CONSEGNA 1:
Rispondi a queste domande sul brano sul tumore al testicolo:
(a) Quanti italiani si ammalano ogni anno di tumore al testicolo?
(b) A quanti cicli dev'essere limitata la chemioterapia postoperatoria per non incidere in modo significativo sulla quantità di spermatozoi?
(c) Su quale rivista è uscito lo studio citato?
CONSEGNA 2:
Nel brano sul tumore al testicolo, riscrivi il tratto da "Ma trattandosi di" fino a "dell’inizio delle cure." compreso, sostituendo "rivista" con "testata".
CONSEGNA 3:
Come potrebbe proseguire il brano sul tumore al testicolo? Prolungalo partendo dopo la sua ultima frase.

Nell’ottica di poter garantirsi tanto la guarigione quanto una qualità di vita non oltremodo condizionata dalla malattia, il responso vale come un sospiro di sollievo, per i quasi tremila italiani che ogni anno s’ammalano di un tumore al testicolo. La chemioterapia postoperatoria, se limitata a un ciclo, non impatta in maniera significativa sulla quantità degli spermatozoi prodotti dall’unica ghiandola rimasta. Un aspetto che, guardando al contesto da lontano, può apparire secondario.
Ma trattandosi di una malattia di cui ci si ammala quasi sempre in giovane età, l’evidenza che emerge da uno studio pubblicato sulla rivista «Annals of Oncology» non è da trascurare. Ciò equivale a dire che un uomo in cura per superare quello che è il tumore solido più diffuso negli under 40 potrebbe con ogni probabilità pensare di allargare la famiglia, una volta completate le cure, in maniera naturale: senza necessariamente dover ricorrere al seme prelevato e conservato in un’apposita banca prima dell’inizio delle cure.

DATI MOSTRATI:
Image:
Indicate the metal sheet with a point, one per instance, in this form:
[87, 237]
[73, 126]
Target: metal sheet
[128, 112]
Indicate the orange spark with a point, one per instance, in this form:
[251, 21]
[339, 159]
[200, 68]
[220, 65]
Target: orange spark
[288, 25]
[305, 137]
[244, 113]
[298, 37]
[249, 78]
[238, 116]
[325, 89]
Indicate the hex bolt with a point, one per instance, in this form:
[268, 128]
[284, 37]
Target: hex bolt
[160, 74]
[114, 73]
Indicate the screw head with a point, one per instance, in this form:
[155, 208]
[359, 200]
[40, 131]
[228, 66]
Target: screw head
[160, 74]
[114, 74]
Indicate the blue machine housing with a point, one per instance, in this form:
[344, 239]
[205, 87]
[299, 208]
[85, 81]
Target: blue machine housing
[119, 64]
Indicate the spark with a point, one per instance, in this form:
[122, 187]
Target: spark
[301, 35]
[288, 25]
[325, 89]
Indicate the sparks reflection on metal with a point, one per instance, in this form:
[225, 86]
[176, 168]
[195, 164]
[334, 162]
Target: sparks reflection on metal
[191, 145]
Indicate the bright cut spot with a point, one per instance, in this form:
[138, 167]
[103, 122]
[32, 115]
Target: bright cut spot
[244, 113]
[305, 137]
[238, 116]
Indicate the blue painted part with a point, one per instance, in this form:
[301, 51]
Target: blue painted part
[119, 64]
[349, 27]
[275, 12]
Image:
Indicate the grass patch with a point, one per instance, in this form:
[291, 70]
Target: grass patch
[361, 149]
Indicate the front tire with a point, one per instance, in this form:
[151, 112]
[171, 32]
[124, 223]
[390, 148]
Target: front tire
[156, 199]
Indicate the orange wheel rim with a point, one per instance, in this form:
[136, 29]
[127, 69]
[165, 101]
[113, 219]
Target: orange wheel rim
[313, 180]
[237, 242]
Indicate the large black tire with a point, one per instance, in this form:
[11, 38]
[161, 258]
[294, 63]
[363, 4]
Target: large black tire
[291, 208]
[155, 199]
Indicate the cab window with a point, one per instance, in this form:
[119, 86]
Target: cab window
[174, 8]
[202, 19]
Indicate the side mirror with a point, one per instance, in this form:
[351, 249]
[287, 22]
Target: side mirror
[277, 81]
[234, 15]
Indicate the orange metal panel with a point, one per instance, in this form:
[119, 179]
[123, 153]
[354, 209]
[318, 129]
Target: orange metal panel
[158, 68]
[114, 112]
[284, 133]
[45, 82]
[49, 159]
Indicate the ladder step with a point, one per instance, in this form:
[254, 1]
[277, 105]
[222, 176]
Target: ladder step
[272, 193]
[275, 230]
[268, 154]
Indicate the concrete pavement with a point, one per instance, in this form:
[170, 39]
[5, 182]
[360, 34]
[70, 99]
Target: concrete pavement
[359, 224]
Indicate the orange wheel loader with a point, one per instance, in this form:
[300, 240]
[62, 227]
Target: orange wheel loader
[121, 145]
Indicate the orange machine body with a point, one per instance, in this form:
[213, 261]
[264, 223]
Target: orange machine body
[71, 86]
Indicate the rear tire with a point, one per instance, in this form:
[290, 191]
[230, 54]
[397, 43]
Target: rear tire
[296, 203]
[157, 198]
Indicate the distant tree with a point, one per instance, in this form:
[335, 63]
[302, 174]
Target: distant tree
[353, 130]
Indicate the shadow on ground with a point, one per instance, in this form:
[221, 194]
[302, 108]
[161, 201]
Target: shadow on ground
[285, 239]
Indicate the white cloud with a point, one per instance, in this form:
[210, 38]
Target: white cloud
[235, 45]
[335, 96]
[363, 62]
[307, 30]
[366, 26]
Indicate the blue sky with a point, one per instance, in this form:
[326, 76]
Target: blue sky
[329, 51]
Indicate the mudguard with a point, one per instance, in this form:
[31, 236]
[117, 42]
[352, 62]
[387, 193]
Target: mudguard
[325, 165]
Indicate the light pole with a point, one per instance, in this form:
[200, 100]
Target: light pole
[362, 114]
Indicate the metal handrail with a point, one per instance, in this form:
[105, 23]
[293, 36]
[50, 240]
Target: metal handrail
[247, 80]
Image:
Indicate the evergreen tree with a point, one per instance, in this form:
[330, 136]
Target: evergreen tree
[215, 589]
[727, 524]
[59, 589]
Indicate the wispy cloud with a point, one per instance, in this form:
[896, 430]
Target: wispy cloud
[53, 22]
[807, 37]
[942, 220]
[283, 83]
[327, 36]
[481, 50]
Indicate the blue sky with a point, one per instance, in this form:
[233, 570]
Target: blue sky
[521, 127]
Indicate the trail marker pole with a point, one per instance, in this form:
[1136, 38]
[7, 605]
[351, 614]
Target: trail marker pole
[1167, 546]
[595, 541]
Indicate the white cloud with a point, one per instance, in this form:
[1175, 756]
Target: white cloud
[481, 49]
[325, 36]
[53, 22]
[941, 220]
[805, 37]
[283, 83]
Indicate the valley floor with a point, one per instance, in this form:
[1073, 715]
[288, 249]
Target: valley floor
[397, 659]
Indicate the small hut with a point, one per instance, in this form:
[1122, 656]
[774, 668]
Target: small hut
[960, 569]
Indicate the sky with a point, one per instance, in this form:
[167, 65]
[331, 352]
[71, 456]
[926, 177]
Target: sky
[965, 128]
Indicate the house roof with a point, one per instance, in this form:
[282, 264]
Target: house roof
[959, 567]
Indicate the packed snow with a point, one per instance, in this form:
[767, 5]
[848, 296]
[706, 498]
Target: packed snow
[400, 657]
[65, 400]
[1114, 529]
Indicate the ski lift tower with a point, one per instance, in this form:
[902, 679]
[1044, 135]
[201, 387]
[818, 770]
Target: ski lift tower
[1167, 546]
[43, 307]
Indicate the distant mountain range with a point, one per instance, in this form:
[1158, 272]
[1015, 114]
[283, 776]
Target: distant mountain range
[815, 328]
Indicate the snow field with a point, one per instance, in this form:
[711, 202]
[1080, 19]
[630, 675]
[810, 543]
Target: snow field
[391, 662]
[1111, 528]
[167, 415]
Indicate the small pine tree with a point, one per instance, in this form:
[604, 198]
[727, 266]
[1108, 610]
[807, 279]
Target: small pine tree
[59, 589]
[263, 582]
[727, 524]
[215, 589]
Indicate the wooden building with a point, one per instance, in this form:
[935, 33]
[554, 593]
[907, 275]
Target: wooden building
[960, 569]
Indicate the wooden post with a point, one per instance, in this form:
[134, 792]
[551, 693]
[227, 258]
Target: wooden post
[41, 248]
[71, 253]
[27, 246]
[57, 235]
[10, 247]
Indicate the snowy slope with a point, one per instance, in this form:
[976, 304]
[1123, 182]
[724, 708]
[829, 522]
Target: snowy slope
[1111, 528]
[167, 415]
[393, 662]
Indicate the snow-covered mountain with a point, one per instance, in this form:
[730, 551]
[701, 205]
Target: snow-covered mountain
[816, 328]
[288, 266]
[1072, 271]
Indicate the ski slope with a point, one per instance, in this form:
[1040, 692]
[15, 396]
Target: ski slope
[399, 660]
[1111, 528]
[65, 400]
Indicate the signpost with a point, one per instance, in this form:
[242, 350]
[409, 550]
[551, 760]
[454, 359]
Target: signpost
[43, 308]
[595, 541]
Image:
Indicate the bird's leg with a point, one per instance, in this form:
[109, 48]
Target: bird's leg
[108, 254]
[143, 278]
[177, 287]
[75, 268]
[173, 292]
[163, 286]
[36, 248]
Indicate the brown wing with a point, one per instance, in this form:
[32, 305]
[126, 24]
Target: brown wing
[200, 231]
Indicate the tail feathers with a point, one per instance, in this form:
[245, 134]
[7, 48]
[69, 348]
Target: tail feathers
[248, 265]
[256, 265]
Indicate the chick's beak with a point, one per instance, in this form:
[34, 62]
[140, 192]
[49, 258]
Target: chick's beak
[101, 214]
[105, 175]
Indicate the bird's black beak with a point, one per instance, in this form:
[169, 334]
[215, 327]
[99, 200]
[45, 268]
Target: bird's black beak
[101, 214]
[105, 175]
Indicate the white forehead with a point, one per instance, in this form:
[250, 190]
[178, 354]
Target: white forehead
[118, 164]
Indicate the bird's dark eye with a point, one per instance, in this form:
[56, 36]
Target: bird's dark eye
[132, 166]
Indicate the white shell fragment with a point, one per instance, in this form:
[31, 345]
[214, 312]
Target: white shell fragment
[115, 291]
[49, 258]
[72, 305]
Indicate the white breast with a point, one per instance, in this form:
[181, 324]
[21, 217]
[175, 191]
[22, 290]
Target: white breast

RISPOSTA 1:
(a) Quasi tremila.
(b) A un ciclo.
(c) Su «Annals of Oncology».

RISPOSTA 2:
Ma trattandosi di una malattia di cui ci si ammala quasi sempre in giovane età, l’evidenza che emerge da uno studio pubblicato sulla testata «Annals of Oncology» non è da trascurare. Ciò equivale a dire che un uomo in cura per superare quello che è il tumore solido più diffuso negli under 40 potrebbe con ogni probabilità pensare di allargare la famiglia, una volta completate le cure, in maniera naturale: senza necessariamente dover ricorrere al seme prelevato e conservato in un’apposita banca prima dell’inizio delle cure.

RISPOSTA 3:
Gli effetti collaterali delle terapie
Su questo aspetto, il parere della comunità scientifica non è ancora unanime. Mentre è opinione condivisa che più cicli di chemio o radioterapia, una volta asportato un testicolo, possono compromettere anche irrimediabilmente la fertilità, non ci sono conclusioni definitive per chi s’è sottoposto (o informazioni da dare a chi vi si sottoporrà) a un unico ciclo di terapia farmacologica o radiante. Un accorgimento che viene adottato nei pazienti con una malattia localizzata alla ghiandola - già asportata chirurgicamente - al fine di ridurre il rischio di un’eventuale recidiva. In questo modo si riesce dunque a ridurre l’impatto della terapia farmacologica, cercando di ridurre al minimo l’eventualità di una ripresa della malattia. Ciò che non era chiaro, finora, era quale impatto questa scelta potesse avere sulla fertilità del paziente.
Lo studio in questione ha fornito una risposta rassicurante. «Indipendentemente dal trattamento somministrato, abbiamo verificato che la scelta di sottoporre o meno un paziente alla chemioterapia non determina ricadute sulla conta spermatica totale e sulla concentrazione degli spermatozoi», afferma Kristina Weibring, oncologa del Karolinska Hospital di Stoccolma e prima firma della ricerca, a cui hanno preso parte 182 uomini (18-50 anni) sottoposti tra il 2001 e il 2006 a una orchiectomia (l’asportazione chirurgica del testicolo) e poi curati in vario modo: con la chemioterapia, con la radioterapia e senza ulteriori trattamenti postoperatori.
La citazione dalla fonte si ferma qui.